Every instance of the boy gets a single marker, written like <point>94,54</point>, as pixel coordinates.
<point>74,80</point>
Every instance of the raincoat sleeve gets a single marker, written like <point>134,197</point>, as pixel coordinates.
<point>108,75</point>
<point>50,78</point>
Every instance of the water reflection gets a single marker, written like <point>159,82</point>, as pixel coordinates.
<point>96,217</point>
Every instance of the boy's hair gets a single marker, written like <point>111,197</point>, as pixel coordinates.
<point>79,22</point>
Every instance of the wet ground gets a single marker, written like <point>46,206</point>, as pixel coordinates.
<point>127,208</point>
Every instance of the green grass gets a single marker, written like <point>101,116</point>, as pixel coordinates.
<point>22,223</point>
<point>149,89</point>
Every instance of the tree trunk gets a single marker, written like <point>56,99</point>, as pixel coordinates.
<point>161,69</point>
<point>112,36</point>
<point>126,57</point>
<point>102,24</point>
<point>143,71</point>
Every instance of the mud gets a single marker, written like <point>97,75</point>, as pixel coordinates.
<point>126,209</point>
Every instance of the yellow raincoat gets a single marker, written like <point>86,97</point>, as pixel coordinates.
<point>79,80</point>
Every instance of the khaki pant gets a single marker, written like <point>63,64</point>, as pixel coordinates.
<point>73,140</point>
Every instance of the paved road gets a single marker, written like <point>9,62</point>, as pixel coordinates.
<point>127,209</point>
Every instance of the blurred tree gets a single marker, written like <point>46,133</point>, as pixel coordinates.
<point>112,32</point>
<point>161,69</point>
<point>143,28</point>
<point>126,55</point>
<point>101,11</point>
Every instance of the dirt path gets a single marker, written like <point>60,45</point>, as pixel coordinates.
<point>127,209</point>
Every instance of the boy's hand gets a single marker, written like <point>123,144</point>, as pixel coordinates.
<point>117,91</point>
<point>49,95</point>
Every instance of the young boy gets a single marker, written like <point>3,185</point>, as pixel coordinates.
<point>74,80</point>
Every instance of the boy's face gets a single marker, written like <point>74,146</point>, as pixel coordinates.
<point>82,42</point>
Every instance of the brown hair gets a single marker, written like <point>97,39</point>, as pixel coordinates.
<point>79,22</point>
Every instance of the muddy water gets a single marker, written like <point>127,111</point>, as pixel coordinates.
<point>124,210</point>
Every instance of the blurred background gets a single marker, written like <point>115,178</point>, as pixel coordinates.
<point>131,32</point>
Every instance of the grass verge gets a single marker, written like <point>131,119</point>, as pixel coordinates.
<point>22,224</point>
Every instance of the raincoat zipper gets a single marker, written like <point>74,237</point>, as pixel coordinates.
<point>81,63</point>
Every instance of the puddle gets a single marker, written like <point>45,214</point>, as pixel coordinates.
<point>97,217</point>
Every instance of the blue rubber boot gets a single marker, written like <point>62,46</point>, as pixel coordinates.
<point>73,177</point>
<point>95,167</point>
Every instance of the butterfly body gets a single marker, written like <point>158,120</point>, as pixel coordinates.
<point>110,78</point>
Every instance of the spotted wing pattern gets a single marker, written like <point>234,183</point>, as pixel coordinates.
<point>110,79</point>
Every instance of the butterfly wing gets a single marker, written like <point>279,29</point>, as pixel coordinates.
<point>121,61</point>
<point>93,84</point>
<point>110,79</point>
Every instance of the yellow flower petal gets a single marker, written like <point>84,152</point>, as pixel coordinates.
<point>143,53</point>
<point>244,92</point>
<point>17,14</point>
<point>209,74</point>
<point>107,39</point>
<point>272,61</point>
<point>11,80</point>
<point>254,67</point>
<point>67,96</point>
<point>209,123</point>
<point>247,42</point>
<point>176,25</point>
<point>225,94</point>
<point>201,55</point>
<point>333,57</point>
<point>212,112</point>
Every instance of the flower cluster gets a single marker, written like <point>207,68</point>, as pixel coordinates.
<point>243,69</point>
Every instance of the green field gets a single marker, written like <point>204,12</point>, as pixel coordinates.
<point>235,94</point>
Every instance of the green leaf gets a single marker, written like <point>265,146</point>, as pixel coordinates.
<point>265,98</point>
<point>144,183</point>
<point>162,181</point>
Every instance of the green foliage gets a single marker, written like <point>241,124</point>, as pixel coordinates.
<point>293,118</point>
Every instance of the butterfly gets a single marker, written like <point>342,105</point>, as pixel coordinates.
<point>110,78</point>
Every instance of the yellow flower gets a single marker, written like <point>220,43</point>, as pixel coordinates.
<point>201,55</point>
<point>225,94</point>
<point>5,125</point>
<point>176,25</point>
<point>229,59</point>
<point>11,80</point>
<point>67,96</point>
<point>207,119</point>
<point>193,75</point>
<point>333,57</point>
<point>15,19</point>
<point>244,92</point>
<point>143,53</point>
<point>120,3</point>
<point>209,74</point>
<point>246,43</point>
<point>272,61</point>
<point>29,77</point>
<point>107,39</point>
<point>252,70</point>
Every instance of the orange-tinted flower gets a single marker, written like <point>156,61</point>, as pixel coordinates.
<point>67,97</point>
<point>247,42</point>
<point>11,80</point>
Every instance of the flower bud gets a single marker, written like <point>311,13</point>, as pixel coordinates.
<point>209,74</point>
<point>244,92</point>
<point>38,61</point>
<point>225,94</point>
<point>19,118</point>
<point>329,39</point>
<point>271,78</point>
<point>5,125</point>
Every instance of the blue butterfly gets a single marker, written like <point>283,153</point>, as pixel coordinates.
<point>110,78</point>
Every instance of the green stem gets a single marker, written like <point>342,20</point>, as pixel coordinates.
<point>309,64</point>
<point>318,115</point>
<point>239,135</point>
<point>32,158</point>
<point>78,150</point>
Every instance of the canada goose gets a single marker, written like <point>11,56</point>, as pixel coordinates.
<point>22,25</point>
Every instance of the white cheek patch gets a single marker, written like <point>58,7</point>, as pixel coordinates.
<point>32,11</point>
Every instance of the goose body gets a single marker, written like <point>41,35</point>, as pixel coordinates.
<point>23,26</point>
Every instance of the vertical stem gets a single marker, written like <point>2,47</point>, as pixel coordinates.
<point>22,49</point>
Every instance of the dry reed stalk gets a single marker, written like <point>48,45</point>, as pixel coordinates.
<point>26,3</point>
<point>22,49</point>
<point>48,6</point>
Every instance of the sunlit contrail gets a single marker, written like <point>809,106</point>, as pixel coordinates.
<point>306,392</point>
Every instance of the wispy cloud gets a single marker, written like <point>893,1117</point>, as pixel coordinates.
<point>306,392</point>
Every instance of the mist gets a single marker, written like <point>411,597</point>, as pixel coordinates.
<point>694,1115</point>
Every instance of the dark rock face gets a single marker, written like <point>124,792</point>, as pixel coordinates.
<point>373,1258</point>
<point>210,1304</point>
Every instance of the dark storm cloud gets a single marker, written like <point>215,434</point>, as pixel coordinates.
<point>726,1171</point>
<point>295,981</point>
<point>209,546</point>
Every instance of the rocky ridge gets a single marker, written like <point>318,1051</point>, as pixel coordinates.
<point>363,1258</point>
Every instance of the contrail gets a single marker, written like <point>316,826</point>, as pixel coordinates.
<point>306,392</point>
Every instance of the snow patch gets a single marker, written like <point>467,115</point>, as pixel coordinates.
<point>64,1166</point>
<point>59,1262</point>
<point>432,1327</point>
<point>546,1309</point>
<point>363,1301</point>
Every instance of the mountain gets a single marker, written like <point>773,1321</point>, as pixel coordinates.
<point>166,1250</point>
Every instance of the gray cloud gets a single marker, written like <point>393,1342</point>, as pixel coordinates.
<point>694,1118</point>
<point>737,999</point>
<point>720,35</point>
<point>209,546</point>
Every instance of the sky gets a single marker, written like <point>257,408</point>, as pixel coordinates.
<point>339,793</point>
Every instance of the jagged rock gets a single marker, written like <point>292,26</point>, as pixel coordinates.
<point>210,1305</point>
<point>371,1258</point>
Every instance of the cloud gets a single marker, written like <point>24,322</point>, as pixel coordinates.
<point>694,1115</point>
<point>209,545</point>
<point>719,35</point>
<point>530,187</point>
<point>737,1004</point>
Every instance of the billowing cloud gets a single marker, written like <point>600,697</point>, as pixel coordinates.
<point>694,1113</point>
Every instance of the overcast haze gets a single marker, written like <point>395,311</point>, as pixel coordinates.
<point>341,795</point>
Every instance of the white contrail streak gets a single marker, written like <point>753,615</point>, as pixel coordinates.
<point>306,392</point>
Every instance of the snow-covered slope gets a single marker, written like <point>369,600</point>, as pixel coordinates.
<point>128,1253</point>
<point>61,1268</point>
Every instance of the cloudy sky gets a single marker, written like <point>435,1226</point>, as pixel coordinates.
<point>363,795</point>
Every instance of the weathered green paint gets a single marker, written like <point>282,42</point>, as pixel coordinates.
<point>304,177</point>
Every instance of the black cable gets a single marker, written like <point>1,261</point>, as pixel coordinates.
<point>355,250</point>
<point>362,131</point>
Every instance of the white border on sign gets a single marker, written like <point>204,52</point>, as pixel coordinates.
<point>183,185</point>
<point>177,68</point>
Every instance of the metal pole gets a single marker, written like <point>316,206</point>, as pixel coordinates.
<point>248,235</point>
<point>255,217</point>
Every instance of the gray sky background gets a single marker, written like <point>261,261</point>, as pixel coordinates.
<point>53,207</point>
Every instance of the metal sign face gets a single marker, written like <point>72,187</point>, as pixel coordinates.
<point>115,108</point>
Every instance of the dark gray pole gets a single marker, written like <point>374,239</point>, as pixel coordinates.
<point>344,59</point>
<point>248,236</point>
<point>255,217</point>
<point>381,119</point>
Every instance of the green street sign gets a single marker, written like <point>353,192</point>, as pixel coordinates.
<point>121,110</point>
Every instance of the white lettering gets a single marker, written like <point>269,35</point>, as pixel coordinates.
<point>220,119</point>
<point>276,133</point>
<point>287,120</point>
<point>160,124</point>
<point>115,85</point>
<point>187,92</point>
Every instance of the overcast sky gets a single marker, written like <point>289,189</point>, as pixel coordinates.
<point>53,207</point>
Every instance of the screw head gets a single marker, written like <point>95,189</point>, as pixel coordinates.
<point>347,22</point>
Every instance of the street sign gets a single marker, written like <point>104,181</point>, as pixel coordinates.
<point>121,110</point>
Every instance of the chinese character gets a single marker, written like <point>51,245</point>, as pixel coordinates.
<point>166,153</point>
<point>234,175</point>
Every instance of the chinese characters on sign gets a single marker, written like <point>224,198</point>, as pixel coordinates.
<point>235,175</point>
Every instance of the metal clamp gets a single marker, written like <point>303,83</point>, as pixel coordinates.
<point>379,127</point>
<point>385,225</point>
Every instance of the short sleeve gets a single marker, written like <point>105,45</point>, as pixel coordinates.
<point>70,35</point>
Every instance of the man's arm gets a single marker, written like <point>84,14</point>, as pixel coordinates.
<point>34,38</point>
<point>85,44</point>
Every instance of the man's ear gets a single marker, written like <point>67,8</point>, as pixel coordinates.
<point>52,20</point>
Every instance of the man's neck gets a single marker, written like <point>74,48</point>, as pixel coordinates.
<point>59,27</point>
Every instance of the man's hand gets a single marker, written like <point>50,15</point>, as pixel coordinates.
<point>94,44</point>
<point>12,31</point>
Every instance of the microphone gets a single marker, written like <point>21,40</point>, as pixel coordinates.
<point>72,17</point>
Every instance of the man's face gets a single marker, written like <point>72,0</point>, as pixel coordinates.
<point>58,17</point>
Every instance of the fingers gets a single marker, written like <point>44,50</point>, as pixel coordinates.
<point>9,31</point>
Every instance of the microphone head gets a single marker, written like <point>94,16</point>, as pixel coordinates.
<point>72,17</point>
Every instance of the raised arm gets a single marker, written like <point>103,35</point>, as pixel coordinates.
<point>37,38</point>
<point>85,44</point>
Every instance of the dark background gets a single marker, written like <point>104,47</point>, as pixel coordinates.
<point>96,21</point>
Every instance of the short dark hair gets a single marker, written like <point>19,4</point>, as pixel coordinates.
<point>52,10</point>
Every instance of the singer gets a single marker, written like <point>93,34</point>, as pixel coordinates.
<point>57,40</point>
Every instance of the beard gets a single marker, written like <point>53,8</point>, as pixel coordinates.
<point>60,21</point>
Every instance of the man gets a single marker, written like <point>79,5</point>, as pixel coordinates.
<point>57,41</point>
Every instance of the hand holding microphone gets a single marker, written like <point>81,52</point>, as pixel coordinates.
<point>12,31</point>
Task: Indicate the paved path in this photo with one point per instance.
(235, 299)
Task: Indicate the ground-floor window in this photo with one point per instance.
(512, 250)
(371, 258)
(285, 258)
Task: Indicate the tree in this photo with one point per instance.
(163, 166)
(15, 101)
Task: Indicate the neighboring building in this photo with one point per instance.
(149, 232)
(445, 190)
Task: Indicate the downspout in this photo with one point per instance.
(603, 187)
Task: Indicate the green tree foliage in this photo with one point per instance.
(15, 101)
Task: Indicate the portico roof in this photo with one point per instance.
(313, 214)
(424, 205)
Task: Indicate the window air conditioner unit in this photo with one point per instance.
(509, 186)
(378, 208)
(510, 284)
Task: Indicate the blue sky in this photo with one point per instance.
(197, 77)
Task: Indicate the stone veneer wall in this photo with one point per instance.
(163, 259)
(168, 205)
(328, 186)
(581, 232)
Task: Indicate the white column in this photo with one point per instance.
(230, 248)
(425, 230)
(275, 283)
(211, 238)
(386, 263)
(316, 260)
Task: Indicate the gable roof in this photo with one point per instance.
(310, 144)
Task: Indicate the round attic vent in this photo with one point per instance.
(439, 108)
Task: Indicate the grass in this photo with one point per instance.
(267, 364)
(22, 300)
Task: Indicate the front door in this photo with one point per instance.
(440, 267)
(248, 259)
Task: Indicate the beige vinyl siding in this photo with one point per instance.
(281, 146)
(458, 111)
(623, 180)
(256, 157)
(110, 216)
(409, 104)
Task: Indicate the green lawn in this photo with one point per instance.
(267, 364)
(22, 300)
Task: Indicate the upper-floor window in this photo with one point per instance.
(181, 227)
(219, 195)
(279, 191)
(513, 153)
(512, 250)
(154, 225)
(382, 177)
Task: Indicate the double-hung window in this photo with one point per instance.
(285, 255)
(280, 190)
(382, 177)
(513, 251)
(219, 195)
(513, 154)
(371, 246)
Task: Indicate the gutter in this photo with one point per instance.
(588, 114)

CONSIGNE: Transformez en liste numérotée les lignes des données, de la ligne contenant « Every instance of the yellow raincoat » à la ligne contenant « <point>95,167</point> », ces deux lignes comprises. Omettez les lignes vides.

CORRIGÉ:
1. Every instance of the yellow raincoat gets a single marker, written like <point>86,97</point>, as pixel coordinates.
2. <point>79,80</point>
3. Every instance of the khaki pant gets a single marker, written like <point>63,64</point>, as pixel coordinates.
4. <point>73,140</point>
5. Every instance of the paved road gets a single marker, written like <point>9,62</point>, as pixel coordinates.
6. <point>127,209</point>
7. Every instance of the blurred tree gets a single marker, written like <point>46,133</point>, as pixel coordinates.
8. <point>112,32</point>
9. <point>161,69</point>
10. <point>143,28</point>
11. <point>126,55</point>
12. <point>101,11</point>
13. Every instance of the dirt path gets a single marker, written like <point>60,45</point>, as pixel coordinates.
14. <point>127,209</point>
15. Every instance of the boy's hand gets a single marker, written like <point>123,144</point>, as pixel coordinates.
16. <point>117,91</point>
17. <point>49,95</point>
18. Every instance of the young boy gets a single marker, written like <point>3,185</point>, as pixel coordinates.
19. <point>74,80</point>
20. Every instance of the boy's face gets a single marker, written like <point>74,146</point>, as pixel coordinates.
21. <point>82,42</point>
22. Every instance of the brown hair gets a single marker, written like <point>97,39</point>, as pixel coordinates.
23. <point>79,22</point>
24. Every instance of the muddy water gets a single marker, written like <point>127,111</point>, as pixel coordinates.
25. <point>124,210</point>
26. Every instance of the blurred background gets a single marker, written like <point>115,178</point>, as pixel coordinates.
27. <point>131,32</point>
28. Every instance of the grass verge gets a single marker, written like <point>131,119</point>, as pixel coordinates.
29. <point>22,224</point>
30. Every instance of the raincoat zipper gets a single marker, written like <point>74,237</point>, as pixel coordinates.
31. <point>81,63</point>
32. Every instance of the puddle gets a single marker, written like <point>45,214</point>, as pixel coordinates.
33. <point>97,217</point>
34. Every instance of the blue rubber boot gets a single marker, written like <point>62,46</point>, as pixel coordinates.
35. <point>73,177</point>
36. <point>95,167</point>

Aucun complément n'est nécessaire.